Source:

● ● ● ● ●

The Conversation : « Que disent vraiment les mathématiques du réel ? »

Publié par Université Savoie Mont Blanc, le 16 septembre 2024   210

Cet article a été écrit par George Comte, professeur des universités au Laboratoire de Mathématiques (LAMA), UFR Sciences et Montagne. Il est republié à partir de The Conversation sous licence Creative Commons. [Lire l'article original]

« Cet immense livre qui se tient toujours ouvert devant nos yeux, je veux dire l’Univers […] est écrit dans la langue mathématique », écrit Galilée, figure fondatrice de la science moderne. Le but de cet article est d’interroger ce présupposé tenace en science, selon lequel les notions de réel, de langage et de vérité entretiennent des liens robustes et naturels, jusqu’à se confondre. Nous le mettrons à l’épreuve d’un théorème mathématique qui, de ce point de vue, apparaît très paradoxal.

Un paradoxe centenaire

Commençons par ce théorème, dont on fête en 2024 le centenaire, connu sous le nom de paradoxe de Banach-Tarski, leurs deux auteurs. Cet énoncé est accompagné d’une preuve irréfutable, selon les standards rigoureux des mathématiques, où la vérité est définie de manière très précise. Il ne s’agit par conséquent surtout pas d’un paradoxe, mais bien d’une vérité, celle-là même qui va nous préoccuper plus bas. Ce théorème énonce :

« On peut découper une boule en un nombre fini de parties et les réarranger pour former deux boules identiques à la première. »

Une boule en bois est dédoublée grâce à ce résultat mathématique contre-intuitif
Une boule en bois peut-être découpée et reconstruite en deux boules identiques à la première, d’après le théorème de Banach-Tarski.
Georges Comte/Université Savoie Mont Blanc, Fourni par l'auteur

S’il nous parlait d’une expérience quotidienne, cet énoncé signifierait que l’on peut découper en morceaux bien choisis une orange et les réassembler (sans les déformer) en deux oranges identiques à la première (sans trou). Puis recommencer l’opération pour, à partir d’une seule orange, en obtenir autant que l’on veut. Une variante de ce théorème est : « On peut découper une boule donnée en un nombre fini de parties et les réarranger pour former une boule de rayon aussi grand que désiré. »

● ● ● ● ●

Extraits d'un jeu de données d'annotation par points:
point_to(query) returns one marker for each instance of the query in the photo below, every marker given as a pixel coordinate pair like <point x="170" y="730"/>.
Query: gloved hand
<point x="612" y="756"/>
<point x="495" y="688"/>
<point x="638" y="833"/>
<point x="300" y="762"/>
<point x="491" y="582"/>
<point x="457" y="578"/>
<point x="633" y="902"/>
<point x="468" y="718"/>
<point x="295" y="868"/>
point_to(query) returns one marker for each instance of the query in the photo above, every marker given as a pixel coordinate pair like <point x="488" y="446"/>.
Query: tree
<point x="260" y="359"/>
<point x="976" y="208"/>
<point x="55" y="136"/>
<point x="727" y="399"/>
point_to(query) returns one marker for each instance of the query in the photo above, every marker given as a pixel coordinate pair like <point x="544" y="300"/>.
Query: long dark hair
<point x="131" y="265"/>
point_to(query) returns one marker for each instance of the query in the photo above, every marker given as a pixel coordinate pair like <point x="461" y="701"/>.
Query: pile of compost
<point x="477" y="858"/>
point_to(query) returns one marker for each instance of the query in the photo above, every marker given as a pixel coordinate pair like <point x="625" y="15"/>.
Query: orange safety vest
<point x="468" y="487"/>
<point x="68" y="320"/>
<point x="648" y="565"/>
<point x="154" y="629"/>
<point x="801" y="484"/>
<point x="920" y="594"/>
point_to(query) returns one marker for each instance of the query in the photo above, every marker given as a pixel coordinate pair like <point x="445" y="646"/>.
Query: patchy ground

● ● ● ● ●

Liste des tâches:
a – Répondez à ces questions d'après l'article sur les mathématiques et le réel, une réponse par ligne :
(i) Qui l'article présente-t-il comme « figure fondatrice de la science moderne » ?
(ii) En quelle année fête-t-on le centenaire du théorème de Banach-Tarski ?
(iii) Selon la variante du théorème, quelle boule peut-on former en réarrangeant les parties d'une boule donnée ?
b – Reprenez l'article sur les mathématiques et le réel à la suite de sa dernière phrase.
Les enregistrements forment un matériau indépendant de l'article sur les mathématiques et le réel.

Réponses aux tâches:
a –
(i) Galilée.
(ii) En 2024.
(iii) Une boule de rayon aussi grand que désiré.

b –
Une orange découpée est reconstituée pour atteindre la taille de Jupiter
Une formulation équivalente du théorème permet d’affirmer qu’on peut découper une boule et la reconstruire en un exemplaire plus grand.
Georges Comte/Université Savoie Mont Blanc, Fourni par l'auteur

On pourrait ainsi réassembler les morceaux d’une orange pour en reconstituer une de la taille de Jupiter.

Un faux paradoxe

Le paradoxe vient de ce que cet énoncé ne se plie pas à l’expérience têtue du réel, où nous assignons intuitivement à tout objet un volume pour lequel le tout est la somme des parties. D’autre part, chaque morceau du découpage est pratiquement irréalisable, car constitué d’un nombre infini de points, alors que le nombre total des particules de l’univers est quant à lui fini.

Enfin, cet énoncé ne peut être prouvé sans accepter une prémisse nommée axiome du choix, de sorte que sa véracité ne provient pas d’un principe naturel mais de l’adoption d’une règle du jeu du langage. Là est la clef logique du faux paradoxe : de cet axiome découlent les morceaux du théorème, pour lesquels l’objection de l’invariance du volume ne peut être invoquée, car tout simplement aucune notion mathématique de volume ne peut leur être appliquée.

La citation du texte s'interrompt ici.